---------- Text provided ----------
Many people are familiar with the stories of coal miners using canaries to detect carbon monoxide and other toxic gases as a warning system for when they should evacuate. Even though cybersecurity is far removed from coal mining, it has an equivalent “canary in the coal mine” that takes the form of indicators of compromise, or IoC for short.
So why should an MSP be concerned with looking for IoCs? We’ll cover two of the top reasons, including early detection of client churn, but we’re going to start with one of the security reasons because of recent events.
No honor among thieves
Early August 2021 saw a disgruntled affiliate of the Conti Ransomware cybercrime gang release their ransomware playbook and details about their C2 infrastructure, which detailed the use of legitimate remote monitoring and management software and remote desktop software to provide persistence for attackers so they could establish a more permanent foothold in an environment.
Attackers use legitimate IT support software because it will evade most security solutions and AV products. Attackers also never know when their initial entry point might be shut by defenders closing ports or mitigating vulnerabilities in an environment. Once those holes are patched by defenders, attackers will still have access to the environment due to the legitimate software they installed during initial stages of the compromise. In the case of remote monitoring and management software, the attackers will have system access to compromised systems, making further damage to their targets trivial via ransomware or data exfiltration.
---------- Available data ----------
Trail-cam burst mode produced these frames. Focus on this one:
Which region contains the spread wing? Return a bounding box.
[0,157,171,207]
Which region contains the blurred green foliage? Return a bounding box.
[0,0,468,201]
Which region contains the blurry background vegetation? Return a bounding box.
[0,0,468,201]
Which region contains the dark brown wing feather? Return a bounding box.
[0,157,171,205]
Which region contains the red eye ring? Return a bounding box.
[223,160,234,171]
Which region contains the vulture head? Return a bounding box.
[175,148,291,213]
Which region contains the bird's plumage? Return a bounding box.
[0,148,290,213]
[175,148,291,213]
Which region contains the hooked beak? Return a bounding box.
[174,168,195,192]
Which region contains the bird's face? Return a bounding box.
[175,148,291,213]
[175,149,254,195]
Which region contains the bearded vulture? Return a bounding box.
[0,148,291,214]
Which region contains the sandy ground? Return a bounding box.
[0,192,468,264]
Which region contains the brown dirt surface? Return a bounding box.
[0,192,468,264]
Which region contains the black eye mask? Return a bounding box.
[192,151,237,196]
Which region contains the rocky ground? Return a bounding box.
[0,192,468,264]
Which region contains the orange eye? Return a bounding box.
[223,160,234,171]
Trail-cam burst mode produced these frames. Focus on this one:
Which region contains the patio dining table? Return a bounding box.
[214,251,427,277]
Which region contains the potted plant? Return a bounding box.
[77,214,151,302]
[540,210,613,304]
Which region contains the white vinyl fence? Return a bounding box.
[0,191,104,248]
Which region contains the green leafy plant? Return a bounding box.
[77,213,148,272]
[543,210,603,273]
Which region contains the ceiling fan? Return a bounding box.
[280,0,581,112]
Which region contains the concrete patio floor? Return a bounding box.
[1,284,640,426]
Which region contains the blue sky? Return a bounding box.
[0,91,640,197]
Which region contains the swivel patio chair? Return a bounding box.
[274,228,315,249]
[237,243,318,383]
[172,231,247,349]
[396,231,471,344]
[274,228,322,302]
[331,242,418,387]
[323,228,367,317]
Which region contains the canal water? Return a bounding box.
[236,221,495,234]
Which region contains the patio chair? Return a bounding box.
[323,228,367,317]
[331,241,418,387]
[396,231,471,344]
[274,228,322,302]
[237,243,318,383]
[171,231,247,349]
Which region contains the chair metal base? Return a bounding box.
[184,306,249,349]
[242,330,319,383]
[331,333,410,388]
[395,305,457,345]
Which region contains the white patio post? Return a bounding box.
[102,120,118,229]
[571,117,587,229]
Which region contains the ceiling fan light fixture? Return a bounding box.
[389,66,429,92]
----------
* **Problem 1**
Please extract the passage of the article on indicators of compromise that opens with the words containing "Many people are" and closes with "IoC for short.".
* **Problem 2**
Extend the article on indicators of compromise, picking up after its final sentence.

* **Task response 1**
Many people are familiar with the stories of coal miners using canaries to detect carbon monoxide and other toxic gases as a warning system for when they should evacuate. Even though cybersecurity is far removed from coal mining, it has an equivalent “canary in the coal mine” that takes the form of indicators of compromise, or IoC for short.

* **Task response 2**
Client churn
As an MSP, client retention is a very important part of operating a successful business. Some of the same IoCs that can indicate an attacker has a presence in an environment can also indicate a competitor has been given access to your client’s environment, and you may be looking at an early indicator of churn. MSPs have many tools at their disposal for gathering information about a prospect’s environment prior to contract negotiations, and this may happen without the prospect’s current MSP being informed.
By having the ability to monitor for those common tools MSPs use, such as other RMM solutions, remote desktop tools, and network scanning tools, you have an opportunity to quickly respond to the event. This can help reassure a client at danger of churning of your good security practices, and that you are closely monitoring what happens in their environments. It also gives you an opportunity to save the relationship or better prepare your business for the loss of the client. Knowing months ahead that a client may not renew a contract is better than discovering it at renewal time.
How to monitor for an IoC?
Monitoring for IoCs at scale requires the use of advanced solutions like an SIEM, SOC, or something similar, but there are a lot of baseline IoCs that can be monitored for by using the N-able™ RMM or N-central® solution. For example, 24/7 checks in RMM and service monitors for N-Central can alert you to incorrect Registry Hive permissions, VSS being disabled, or not creating timely snapshots, with many more options available in the Automation Cookbook and the ability to add custom monitoring.
When you start talking about indicators of churn, RMM and N-Central are perfectly suited to the task. They have the ability to alert when applications are added or removed, or to monitor for when certain software is present on a device that can give you an early indication of competitor presence or shadow IT in your clients environments.
Any early warnings you can get about competitor or attacker ingress is invaluable to an MSP—and automating that process is worth the effort.